Coordinate annotation entries:
^^^^

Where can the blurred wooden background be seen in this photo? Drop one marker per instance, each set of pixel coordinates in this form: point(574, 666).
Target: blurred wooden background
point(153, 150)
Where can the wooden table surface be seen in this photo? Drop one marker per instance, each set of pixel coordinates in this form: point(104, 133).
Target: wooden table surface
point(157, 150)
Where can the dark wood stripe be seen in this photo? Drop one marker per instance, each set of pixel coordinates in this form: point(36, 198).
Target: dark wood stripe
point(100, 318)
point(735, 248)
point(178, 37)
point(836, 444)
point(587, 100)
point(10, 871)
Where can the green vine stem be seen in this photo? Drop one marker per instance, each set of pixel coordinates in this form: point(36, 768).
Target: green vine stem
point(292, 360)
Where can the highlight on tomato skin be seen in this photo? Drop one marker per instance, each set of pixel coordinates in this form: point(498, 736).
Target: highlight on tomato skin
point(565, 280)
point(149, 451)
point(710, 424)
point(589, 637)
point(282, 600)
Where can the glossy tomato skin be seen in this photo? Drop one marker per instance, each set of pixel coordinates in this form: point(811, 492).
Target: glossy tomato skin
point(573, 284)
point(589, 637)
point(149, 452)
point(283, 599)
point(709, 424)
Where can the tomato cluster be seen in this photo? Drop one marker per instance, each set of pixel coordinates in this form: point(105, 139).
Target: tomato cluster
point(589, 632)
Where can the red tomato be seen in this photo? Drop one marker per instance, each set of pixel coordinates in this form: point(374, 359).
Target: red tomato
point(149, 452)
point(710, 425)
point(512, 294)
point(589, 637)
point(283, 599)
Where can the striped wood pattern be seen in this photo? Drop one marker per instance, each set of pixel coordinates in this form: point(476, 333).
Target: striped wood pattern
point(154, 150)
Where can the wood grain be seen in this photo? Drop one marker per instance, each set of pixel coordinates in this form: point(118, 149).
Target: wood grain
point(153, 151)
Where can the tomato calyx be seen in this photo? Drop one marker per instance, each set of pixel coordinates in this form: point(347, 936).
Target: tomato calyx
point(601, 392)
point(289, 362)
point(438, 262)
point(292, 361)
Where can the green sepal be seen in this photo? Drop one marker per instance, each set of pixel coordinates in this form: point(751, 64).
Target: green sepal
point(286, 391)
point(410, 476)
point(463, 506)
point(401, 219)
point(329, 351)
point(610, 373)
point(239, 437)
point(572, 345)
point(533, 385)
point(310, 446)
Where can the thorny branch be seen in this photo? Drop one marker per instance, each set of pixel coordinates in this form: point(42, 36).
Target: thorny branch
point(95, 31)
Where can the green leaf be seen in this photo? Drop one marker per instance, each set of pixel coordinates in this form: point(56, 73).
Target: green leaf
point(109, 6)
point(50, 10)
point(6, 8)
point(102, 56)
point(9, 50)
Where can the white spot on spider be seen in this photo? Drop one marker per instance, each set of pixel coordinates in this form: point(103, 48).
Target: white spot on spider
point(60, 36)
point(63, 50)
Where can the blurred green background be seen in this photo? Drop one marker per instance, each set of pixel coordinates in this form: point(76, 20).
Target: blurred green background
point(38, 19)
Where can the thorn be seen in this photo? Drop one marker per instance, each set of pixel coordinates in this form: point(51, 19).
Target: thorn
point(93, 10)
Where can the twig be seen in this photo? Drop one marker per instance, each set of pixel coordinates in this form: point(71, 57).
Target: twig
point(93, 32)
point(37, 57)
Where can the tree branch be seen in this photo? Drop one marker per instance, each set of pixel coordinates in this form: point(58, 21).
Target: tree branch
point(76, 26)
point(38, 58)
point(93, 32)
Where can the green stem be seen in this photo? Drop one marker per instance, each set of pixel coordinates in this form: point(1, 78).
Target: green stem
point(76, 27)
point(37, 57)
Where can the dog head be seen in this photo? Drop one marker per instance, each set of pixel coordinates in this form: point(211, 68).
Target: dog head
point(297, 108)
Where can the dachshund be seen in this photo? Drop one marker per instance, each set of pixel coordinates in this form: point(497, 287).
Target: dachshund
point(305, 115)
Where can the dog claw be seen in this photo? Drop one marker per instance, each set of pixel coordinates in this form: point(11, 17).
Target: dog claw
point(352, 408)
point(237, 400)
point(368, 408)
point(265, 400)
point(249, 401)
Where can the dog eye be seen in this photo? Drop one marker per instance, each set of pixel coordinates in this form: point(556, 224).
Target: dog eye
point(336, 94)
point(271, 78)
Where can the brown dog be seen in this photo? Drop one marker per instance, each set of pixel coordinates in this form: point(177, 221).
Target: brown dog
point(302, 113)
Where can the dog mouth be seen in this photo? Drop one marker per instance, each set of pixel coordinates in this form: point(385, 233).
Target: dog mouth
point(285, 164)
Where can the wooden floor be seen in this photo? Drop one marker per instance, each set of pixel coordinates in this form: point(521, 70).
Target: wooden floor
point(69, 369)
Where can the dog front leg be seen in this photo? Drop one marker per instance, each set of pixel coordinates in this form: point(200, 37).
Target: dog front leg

^^^^

Requirement: Revise everything from the start of the data down to the line containing "point(292, 360)", changing "Drop" to "Place" and leaving the rest unchanged.

Reply to the task:
Where can the blurred wooden background be seen in this photo? Place one marker per instance, each set of pixel coordinates in this form: point(574, 666).
Target: blurred wooden background
point(153, 150)
Where can the wooden table surface be seen in this photo? Place one marker per instance, each set of pixel coordinates in this form: point(104, 133).
Target: wooden table surface
point(157, 150)
Where can the dark wood stripe be seen in this photo? Place one marker per instance, each set of pixel coordinates in this form: point(36, 198).
Target: dark wood stripe
point(100, 318)
point(735, 248)
point(178, 37)
point(836, 444)
point(587, 100)
point(10, 871)
Where can the green vine stem be seen in this photo? Place one marker per instance, each set of pixel coordinates in this form: point(36, 768).
Target: green vine stem
point(292, 360)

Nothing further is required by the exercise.